===== TRECHO DO TEXTO =====

Apolônio de Tiana, a versão pagã de Cristo


Cultuado durante os primeiros séculos depois de Cristo como verdadeiro deus, Apolônio de Tiana foi comparado a Jesus de Nazaré. E, como ele, não só teve muitos discípulos como também teria feito milagres. Segundo conta a lenda, obrigado a comparecer ao tribunal presidido pelo imperador Domiciano, Apolônio repreendeu-o asperamente e, quando menos se esperava, desapareceu como por encanto, reaparecendo segundos depois na Gruta de Puteoli, a quilômetros de distância.


Texto de Bira Câmara



Apolônio de Tiana, filósofo neopitagórico, pregador e taumaturgo do primeiro século da era cristã, nasceu em 16 d.C. em Tiana na Capadócia e morreu em Éfeso em 97 ou 98. A Vida de Apolônio de Tiana de Filóstrato é a principal fonte de informação sobre ele.

Muito cultuado durante os primeiros séculos depois de Cristo, antes de cair no esquecimento, Apolônio foi comparado a Jesus de Nazaré. Não só teve muitos discípulos como também teria feito milagres.

De origem grega, «Apolônio» descende de uma antiga família que deu à cidade de Tiana alguns de seus fundadores. Diz-se que ele veio ao mundo numa campina, perto do templo dedicado a ele. Seu pai, também chamado Apolônio, era o cidadão mais rico de uma cidade opulenta.

Domiciano
Na idade de quatorze anos, ele foi levado por seu pai para Tarso, e entregue aos cuidados do mestre do fenício Eutidemo, famoso retórico da época. De lá, ele foi para Aege na Macedônia, onde encontrou seguidores de diferentes escolas filosóficas. A inclinação natural de sua mente para o misticismo o fez abraçar as doutrinas de Pitágoras ensinadas nesta cidade por Euxenus Heraclea, que se entregava aos prazeres sensuais e tomava Epicuro como modelo. No entanto, Apolônio observará durante toda sua vida as práticas mais severas do pitagorismo antigo, ao mesmo tempo em que misturava as doutrinas desta escola com as de Platão. Sua falta de egoísmo, sua temperança, sua castidade exaltadas o levaram ao ascetismo. Defendia o vegetarianismo para seus discípulos.

===== DADOS BRUTOS =====

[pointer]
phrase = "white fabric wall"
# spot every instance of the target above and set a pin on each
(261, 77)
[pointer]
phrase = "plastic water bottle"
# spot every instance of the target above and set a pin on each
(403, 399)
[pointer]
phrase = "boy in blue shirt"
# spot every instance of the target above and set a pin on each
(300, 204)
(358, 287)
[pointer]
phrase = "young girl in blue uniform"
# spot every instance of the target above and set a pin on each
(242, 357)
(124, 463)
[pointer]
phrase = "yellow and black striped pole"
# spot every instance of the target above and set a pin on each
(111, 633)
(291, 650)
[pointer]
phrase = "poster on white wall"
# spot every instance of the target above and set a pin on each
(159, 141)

=====

* _PEDIDO ESCRITO_:
Você pode transcrever por inteiro, sem nenhuma alteração, o texto sobre Apolônio de Tiana que aparece antes da listagem?

* _RESPOSTA COMPLETA_:
Apolônio de Tiana, a versão pagã de Cristo


Cultuado durante os primeiros séculos depois de Cristo como verdadeiro deus, Apolônio de Tiana foi comparado a Jesus de Nazaré. E, como ele, não só teve muitos discípulos como também teria feito milagres. Segundo conta a lenda, obrigado a comparecer ao tribunal presidido pelo imperador Domiciano, Apolônio repreendeu-o asperamente e, quando menos se esperava, desapareceu como por encanto, reaparecendo segundos depois na Gruta de Puteoli, a quilômetros de distância.


Texto de Bira Câmara



Apolônio de Tiana, filósofo neopitagórico, pregador e taumaturgo do primeiro século da era cristã, nasceu em 16 d.C. em Tiana na Capadócia e morreu em Éfeso em 97 ou 98. A Vida de Apolônio de Tiana de Filóstrato é a principal fonte de informação sobre ele.

Muito cultuado durante os primeiros séculos depois de Cristo, antes de cair no esquecimento, Apolônio foi comparado a Jesus de Nazaré. Não só teve muitos discípulos como também teria feito milagres.

De origem grega, «Apolônio» descende de uma antiga família que deu à cidade de Tiana alguns de seus fundadores. Diz-se que ele veio ao mundo numa campina, perto do templo dedicado a ele. Seu pai, também chamado Apolônio, era o cidadão mais rico de uma cidade opulenta.

Domiciano
Na idade de quatorze anos, ele foi levado por seu pai para Tarso, e entregue aos cuidados do mestre do fenício Eutidemo, famoso retórico da época. De lá, ele foi para Aege na Macedônia, onde encontrou seguidores de diferentes escolas filosóficas. A inclinação natural de sua mente para o misticismo o fez abraçar as doutrinas de Pitágoras ensinadas nesta cidade por Euxenus Heraclea, que se entregava aos prazeres sensuais e tomava Epicuro como modelo. No entanto, Apolônio observará durante toda sua vida as práticas mais severas do pitagorismo antigo, ao mesmo tempo em que misturava as doutrinas desta escola com as de Platão. Sua falta de egoísmo, sua temperança, sua castidade exaltadas o levaram ao ascetismo. Defendia o vegetarianismo para seus discípulos.